- [Provided text]:
══════
Registering two probes with the same name throws at boot, so a copy-paste mistake fails fast rather than silently shadowing.
Passing config from Observer
The metric form has a JSON config editor. Whatever object you enter
there arrives as ctx.config at runtime. Use it for per-metric
parameters so one probe serves several metrics:
registerCustomProbe({
name: "endpoint-latency",
async run({ config }) {
const url = String(config.url);
const start = Date.now();
await fetch(url);
return Date.now() - start;
},
});
Type-safe config with a schema
Declare a configSchema to validate ctx.config before run is
called. The agent rejects a metric whose config fails the schema and
reports it as a config error. Any validator exposing
safeParse(value) works, so a Zod schema fits directly:
const schema = z.object({ url: z.string().url(), warn_ms: z.number().default(500) });
registerCustomProbe({
name: "endpoint-latency",
configSchema: schema,
async run({ config }) {
const c = schema.parse(config);
const start = Date.now();
await fetch(c.url);
return Date.now() - start;
},
});
Secrets
Read secrets from the agent environment (ctx.env), not from the
Observer config. The config object is stored by Observer and visible to
anyone who can read the metric; the agent environment stays on your
host. Put API keys, tokens, and connection strings in the agent's env
and reference them in run.
Timeout and cancellation
Each probe has a hard timeout (default 30 seconds, configurable per
metric up to 30 seconds). At the deadline the agent aborts the probe's
AbortSignal and reports custom_probe_timeout. Respect ctx.signal
for clean cancellation:
async run({ config, signal }) {
const res = await fetch(String(config.url), { signal });
return res.status;
}
If your code ignores the signal, the agent still moves on at the deadline; a late return is discarded.
══════
- [Work to be completed]:
Copy the custom probe notes above in full, word for word.
══════
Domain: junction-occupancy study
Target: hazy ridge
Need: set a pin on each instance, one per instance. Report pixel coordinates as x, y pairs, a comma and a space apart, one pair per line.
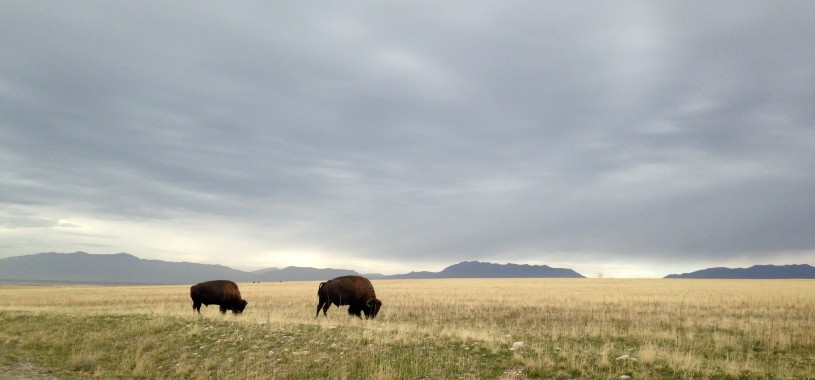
124, 268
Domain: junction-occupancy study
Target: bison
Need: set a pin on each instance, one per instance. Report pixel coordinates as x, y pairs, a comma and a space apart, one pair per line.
224, 293
354, 291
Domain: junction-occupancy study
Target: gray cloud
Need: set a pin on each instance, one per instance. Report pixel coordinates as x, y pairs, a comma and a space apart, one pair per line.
403, 135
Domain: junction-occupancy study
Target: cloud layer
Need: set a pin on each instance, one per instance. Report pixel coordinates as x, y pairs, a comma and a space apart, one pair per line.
633, 138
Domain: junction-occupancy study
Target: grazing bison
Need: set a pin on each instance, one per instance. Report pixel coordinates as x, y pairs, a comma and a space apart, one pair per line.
224, 293
354, 291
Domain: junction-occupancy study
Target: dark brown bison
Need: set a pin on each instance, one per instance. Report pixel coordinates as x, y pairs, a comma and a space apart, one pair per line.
224, 293
354, 291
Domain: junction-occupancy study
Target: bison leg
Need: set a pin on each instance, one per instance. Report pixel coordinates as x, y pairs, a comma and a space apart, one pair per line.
319, 306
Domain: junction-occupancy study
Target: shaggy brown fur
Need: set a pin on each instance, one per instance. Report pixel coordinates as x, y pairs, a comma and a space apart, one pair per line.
224, 293
354, 291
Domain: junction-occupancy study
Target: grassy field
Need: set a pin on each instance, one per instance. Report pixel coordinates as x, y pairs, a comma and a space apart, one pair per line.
427, 329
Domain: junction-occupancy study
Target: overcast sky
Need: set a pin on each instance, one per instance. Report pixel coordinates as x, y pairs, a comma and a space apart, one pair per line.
633, 139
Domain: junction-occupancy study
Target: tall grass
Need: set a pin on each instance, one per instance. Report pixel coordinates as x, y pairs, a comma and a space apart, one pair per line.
575, 328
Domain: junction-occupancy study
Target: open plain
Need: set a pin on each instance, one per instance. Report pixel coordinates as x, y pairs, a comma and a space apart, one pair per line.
427, 329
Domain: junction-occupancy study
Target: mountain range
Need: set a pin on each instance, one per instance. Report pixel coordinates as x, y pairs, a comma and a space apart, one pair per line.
753, 272
124, 268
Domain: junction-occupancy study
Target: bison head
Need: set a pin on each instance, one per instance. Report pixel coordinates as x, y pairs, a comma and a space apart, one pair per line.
372, 307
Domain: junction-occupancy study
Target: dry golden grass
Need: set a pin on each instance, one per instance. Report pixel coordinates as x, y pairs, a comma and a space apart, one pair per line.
571, 328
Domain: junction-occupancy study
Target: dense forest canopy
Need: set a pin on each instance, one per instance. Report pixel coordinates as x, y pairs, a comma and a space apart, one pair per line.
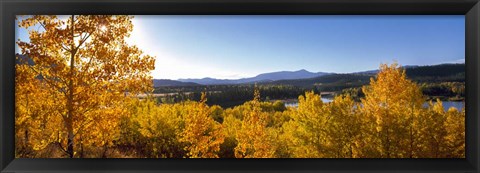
79, 99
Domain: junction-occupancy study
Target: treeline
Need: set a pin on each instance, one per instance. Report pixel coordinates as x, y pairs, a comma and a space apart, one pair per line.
389, 122
446, 91
228, 96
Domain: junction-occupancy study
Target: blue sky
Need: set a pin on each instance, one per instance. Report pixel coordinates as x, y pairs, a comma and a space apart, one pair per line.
230, 47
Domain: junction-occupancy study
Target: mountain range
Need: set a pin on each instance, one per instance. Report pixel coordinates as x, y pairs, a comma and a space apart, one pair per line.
304, 77
264, 77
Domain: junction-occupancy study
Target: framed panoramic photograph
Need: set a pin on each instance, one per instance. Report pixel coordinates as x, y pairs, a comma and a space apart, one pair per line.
240, 86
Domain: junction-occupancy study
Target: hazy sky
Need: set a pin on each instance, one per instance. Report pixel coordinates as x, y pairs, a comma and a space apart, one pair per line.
230, 47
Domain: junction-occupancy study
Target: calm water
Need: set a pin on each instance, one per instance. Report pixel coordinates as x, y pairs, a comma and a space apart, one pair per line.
446, 104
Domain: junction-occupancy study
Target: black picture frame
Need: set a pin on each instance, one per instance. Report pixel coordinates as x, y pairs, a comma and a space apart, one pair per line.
469, 8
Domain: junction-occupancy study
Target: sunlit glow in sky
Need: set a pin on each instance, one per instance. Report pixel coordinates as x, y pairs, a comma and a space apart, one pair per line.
232, 47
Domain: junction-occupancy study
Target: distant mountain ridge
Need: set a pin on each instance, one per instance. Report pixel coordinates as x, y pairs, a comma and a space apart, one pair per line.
168, 82
264, 77
306, 78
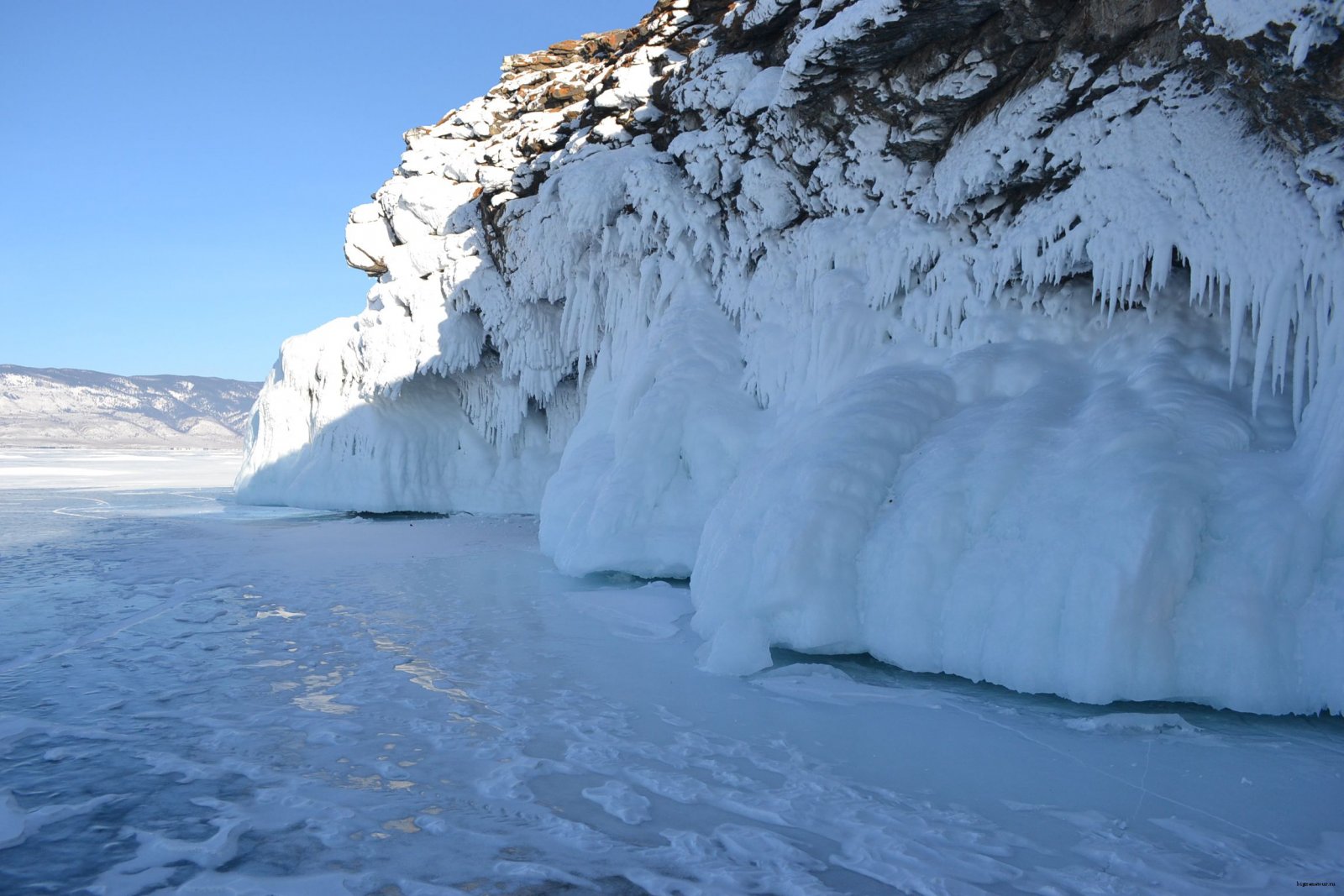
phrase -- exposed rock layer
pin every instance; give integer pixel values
(932, 328)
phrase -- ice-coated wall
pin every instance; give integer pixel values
(988, 340)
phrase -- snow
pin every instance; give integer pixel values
(92, 469)
(199, 696)
(1072, 427)
(85, 409)
(1312, 22)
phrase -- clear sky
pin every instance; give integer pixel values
(175, 175)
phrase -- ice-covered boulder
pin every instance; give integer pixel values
(988, 338)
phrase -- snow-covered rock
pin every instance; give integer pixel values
(992, 338)
(82, 409)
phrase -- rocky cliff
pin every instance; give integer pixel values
(994, 338)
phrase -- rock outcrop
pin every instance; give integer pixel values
(988, 336)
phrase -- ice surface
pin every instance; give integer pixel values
(127, 469)
(1059, 410)
(203, 698)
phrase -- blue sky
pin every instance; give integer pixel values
(176, 175)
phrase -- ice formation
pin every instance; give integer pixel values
(985, 338)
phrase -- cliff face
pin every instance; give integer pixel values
(990, 338)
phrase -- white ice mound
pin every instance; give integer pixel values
(1026, 374)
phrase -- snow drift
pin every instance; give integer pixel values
(985, 338)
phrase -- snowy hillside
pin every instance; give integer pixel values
(66, 409)
(985, 338)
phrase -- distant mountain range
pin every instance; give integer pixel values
(51, 407)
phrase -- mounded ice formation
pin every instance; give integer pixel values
(987, 336)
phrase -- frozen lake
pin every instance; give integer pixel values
(202, 698)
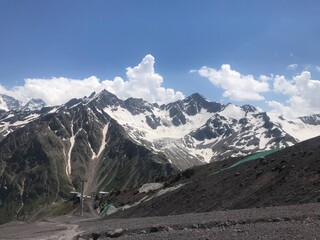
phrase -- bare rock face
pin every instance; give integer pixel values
(46, 152)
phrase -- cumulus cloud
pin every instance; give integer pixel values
(142, 82)
(292, 67)
(303, 95)
(235, 85)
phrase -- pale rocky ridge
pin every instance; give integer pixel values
(117, 144)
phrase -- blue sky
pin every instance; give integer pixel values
(204, 46)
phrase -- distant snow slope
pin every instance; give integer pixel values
(189, 132)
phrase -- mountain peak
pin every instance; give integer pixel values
(9, 103)
(34, 104)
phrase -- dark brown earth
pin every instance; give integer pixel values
(288, 177)
(286, 222)
(275, 197)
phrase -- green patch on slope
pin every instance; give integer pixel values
(247, 159)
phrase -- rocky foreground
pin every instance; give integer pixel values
(287, 222)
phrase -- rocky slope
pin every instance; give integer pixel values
(41, 160)
(110, 143)
(287, 177)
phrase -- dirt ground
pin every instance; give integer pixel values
(286, 222)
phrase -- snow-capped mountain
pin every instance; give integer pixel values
(116, 144)
(9, 103)
(189, 132)
(34, 104)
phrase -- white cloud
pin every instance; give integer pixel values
(235, 85)
(142, 82)
(292, 67)
(303, 95)
(264, 78)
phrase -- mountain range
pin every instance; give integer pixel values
(109, 143)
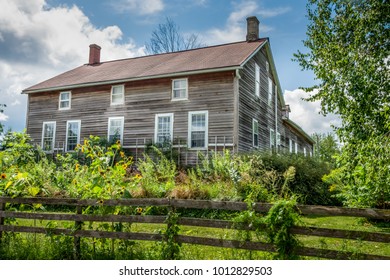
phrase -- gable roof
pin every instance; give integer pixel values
(201, 60)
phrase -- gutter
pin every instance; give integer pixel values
(109, 82)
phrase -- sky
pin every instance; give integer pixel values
(40, 39)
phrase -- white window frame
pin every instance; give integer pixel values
══════
- [Written reply]:
Registering two probes with the same name throws at boot, so a copy-paste mistake fails fast rather than silently shadowing.
Passing config from Observer
The metric form has a JSON config editor. Whatever object you enter
there arrives as ctx.config at runtime. Use it for per-metric
parameters so one probe serves several metrics:
registerCustomProbe({
name: "endpoint-latency",
async run({ config }) {
const url = String(config.url);
const start = Date.now();
await fetch(url);
return Date.now() - start;
},
});
Type-safe config with a schema
Declare a configSchema to validate ctx.config before run is
called. The agent rejects a metric whose config fails the schema and
reports it as a config error. Any validator exposing
safeParse(value) works, so a Zod schema fits directly:
const schema = z.object({ url: z.string().url(), warn_ms: z.number().default(500) });
registerCustomProbe({
name: "endpoint-latency",
configSchema: schema,
async run({ config }) {
const c = schema.parse(config);
const start = Date.now();
await fetch(c.url);
return Date.now() - start;
},
});
Secrets
Read secrets from the agent environment (ctx.env), not from the
Observer config. The config object is stored by Observer and visible to
anyone who can read the metric; the agent environment stays on your
host. Put API keys, tokens, and connection strings in the agent's env
and reference them in run.
Timeout and cancellation
Each probe has a hard timeout (default 30 seconds, configurable per
metric up to 30 seconds). At the deadline the agent aborts the probe's
AbortSignal and reports custom_probe_timeout. Respect ctx.signal
for clean cancellation:
async run({ config, signal }) {
const res = await fetch(String(config.url), { signal });
return res.status;
}
If your code ignores the signal, the agent still moves on at the deadline; a late return is discarded.